_Reading passage_:
-- -- --

As to its status as a sci-fi classic, I suspect it makes so many of those kinds of lists not so much on its own merits as because of the way that it was picked up and embraced by the 1960s counterculture a few years after its publication. It’s one of those rare books where the author seems to have gotten ahead of the zeitgeist just enough to already be there waiting when the rest of the world caught up with him.
The connection to Lost comes in the title of the of the ninth episode of the third season, “Stranger in a Strange Land.” The episode is about Jack. The flashbacks find him in Phuket, Thailand, where he is, yes, a stranger in a strange land. On the island, Jack is still being held by the Others, but by the end of the episode, he seems to have joined them. We also learn that the tattoo Jack acquired in Phuket was gotten in violation of some mysterious taboos and says, “He walks among us, but he is not one of us.” In every way, we see Jack as stranger in strange lands.
We knew that though. The most interesting connection between Heinlein’s novel and Lost is in what it suggests about the Others. Minus the cannibalism and sex, the Others seem to have a quasi-religious cult based on attaining happiness, spiritual completion and possibly, teleportation, mind reading, projection and immortality. No wonder they seem so happy on the island.

-- -- --

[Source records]
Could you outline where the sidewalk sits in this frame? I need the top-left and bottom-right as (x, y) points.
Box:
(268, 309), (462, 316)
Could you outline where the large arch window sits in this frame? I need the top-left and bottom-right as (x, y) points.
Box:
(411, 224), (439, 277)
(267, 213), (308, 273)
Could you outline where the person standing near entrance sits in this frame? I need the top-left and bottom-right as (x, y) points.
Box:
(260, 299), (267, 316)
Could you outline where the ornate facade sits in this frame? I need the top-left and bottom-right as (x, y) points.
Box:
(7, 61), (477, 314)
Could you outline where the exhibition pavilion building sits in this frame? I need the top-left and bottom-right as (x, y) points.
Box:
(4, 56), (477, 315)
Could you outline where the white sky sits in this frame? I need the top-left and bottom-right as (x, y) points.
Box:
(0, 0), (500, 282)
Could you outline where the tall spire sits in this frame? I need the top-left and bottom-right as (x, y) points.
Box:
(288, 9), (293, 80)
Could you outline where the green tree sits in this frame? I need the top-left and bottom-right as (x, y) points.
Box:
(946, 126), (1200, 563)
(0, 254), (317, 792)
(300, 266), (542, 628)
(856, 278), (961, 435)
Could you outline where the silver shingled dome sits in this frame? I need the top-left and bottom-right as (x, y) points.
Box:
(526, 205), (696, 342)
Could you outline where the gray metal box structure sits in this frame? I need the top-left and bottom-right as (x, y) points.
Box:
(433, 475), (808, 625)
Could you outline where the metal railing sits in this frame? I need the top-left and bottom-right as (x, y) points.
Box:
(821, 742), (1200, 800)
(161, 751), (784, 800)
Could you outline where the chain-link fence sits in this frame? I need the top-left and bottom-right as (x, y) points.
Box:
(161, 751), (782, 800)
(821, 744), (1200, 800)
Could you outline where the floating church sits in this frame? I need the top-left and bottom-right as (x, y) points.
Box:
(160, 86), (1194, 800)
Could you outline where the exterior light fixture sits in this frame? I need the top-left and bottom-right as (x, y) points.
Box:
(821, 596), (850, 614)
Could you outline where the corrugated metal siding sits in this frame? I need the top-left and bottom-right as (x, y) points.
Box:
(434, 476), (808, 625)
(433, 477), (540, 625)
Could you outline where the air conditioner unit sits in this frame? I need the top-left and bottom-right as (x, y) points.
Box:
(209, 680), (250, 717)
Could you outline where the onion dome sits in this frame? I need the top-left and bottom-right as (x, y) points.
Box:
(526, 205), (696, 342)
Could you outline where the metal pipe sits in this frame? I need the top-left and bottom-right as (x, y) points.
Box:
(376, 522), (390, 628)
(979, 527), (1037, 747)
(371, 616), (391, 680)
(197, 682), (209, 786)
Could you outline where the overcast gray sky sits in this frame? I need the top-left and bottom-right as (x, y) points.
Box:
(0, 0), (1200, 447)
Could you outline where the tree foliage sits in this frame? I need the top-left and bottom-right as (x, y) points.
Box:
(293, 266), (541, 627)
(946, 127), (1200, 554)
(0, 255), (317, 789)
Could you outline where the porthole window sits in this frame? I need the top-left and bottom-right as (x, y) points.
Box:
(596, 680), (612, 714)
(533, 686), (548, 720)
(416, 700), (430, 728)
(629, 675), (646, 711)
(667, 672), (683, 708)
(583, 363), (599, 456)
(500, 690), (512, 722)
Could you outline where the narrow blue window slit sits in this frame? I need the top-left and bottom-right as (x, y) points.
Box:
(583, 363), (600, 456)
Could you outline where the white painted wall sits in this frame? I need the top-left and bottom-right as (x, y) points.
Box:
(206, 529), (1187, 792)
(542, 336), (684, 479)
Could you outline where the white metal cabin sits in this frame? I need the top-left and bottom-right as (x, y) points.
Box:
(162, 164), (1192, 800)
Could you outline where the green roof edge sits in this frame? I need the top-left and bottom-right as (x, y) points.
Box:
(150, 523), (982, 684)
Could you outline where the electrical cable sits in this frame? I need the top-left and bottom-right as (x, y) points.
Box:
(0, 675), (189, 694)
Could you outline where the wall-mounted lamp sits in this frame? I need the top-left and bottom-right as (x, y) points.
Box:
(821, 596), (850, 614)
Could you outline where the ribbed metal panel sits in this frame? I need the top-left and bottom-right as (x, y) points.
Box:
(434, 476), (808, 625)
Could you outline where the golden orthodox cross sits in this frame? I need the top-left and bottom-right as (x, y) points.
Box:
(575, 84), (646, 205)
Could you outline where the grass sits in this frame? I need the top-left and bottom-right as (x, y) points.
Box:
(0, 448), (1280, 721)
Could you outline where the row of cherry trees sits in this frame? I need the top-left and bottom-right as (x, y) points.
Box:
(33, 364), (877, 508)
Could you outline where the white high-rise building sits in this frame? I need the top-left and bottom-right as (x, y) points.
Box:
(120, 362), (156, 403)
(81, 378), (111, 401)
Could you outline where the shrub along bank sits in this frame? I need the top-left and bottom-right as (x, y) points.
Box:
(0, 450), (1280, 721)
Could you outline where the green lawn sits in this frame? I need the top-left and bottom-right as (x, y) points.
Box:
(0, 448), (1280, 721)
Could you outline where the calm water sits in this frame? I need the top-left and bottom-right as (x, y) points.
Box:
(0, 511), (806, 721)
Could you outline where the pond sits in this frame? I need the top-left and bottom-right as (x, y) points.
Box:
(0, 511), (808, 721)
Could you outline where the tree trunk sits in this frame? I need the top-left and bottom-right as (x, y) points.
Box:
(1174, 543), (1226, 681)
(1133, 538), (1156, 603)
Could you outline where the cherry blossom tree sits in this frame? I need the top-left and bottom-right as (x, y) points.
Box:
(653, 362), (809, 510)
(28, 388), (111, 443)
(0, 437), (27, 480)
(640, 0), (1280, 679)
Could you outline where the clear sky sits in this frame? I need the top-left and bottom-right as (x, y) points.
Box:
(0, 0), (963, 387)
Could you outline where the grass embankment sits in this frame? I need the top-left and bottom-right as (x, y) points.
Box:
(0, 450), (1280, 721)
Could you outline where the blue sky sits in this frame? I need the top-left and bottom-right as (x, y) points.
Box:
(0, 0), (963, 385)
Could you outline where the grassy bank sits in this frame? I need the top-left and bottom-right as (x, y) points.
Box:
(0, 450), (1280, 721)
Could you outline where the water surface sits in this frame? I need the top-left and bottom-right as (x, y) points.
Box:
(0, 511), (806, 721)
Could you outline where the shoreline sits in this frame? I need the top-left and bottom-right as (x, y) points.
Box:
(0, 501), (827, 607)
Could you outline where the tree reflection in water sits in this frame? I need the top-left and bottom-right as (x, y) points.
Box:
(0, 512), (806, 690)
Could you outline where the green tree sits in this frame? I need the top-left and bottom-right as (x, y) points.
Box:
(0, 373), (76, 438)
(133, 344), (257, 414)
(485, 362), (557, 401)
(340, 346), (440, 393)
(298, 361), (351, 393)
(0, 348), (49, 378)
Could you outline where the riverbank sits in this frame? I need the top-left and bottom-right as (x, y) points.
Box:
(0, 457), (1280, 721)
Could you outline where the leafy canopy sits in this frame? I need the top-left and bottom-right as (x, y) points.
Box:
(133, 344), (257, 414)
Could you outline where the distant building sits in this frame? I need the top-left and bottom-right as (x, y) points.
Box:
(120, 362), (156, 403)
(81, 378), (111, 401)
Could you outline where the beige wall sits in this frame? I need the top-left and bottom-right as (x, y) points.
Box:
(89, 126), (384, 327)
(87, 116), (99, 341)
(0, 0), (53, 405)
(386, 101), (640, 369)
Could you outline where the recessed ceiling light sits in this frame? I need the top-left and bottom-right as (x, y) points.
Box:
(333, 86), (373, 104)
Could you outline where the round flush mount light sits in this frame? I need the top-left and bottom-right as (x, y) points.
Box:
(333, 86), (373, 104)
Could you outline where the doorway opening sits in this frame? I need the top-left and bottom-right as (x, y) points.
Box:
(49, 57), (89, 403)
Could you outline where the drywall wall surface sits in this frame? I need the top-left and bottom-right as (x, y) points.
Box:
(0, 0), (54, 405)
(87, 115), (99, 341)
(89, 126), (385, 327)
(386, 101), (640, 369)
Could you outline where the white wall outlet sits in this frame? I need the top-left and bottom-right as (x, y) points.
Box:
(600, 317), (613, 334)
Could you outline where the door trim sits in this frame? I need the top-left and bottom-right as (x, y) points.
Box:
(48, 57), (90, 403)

-- -- --

_Action item_:
Answer these questions about the text on Heinlein's novel and Lost:
(a) Which group picked up and embraced the novel a few years after it was published?
(b) In what place are Jack's flashbacks set in the episode "Stranger in a Strange Land"?
(c) What does the tattoo Jack got there say?

_Written reply_:
(a) The 1960s counterculture.
(b) Phuket, Thailand.
(c) "He walks among us, but he is not one of us."